What do the lines say, reproduced word for word, from the first of the entries below through the line bearing "--hole-rule=even-odd"?

Dataset entries:
↓
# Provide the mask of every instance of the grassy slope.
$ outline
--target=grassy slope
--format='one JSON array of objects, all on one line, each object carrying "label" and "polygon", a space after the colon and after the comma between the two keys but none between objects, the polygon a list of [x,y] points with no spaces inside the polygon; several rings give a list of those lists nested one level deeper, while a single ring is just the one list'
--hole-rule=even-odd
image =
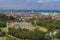
[{"label": "grassy slope", "polygon": [[43,31],[43,32],[47,32],[47,31],[48,31],[47,28],[44,28],[44,27],[41,27],[41,26],[34,26],[34,25],[33,25],[33,30],[34,30],[35,28],[38,28],[40,31]]},{"label": "grassy slope", "polygon": [[[48,29],[45,28],[45,27],[42,27],[42,26],[34,26],[34,25],[33,25],[33,30],[34,30],[35,28],[38,28],[40,31],[43,31],[43,32],[47,32],[47,31],[48,31]],[[58,30],[54,30],[54,31],[58,31]],[[52,39],[52,40],[60,40],[60,39],[54,38],[54,39]]]},{"label": "grassy slope", "polygon": [[7,37],[0,37],[0,40],[7,40]]}]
↑
• [Reply to the exercise]
# Provide the mask of every instance of the grassy slope.
$ outline
--target=grassy slope
--format='one JSON array of objects, all on one line, each object carrying "label" and "polygon", a space after the colon and after the comma between the two keys but none between objects, the polygon a list of [x,y] points with no spaces inside the polygon; several rings give a list of those lists nested one level deeper, while a single ring is just the one list'
--hole-rule=even-odd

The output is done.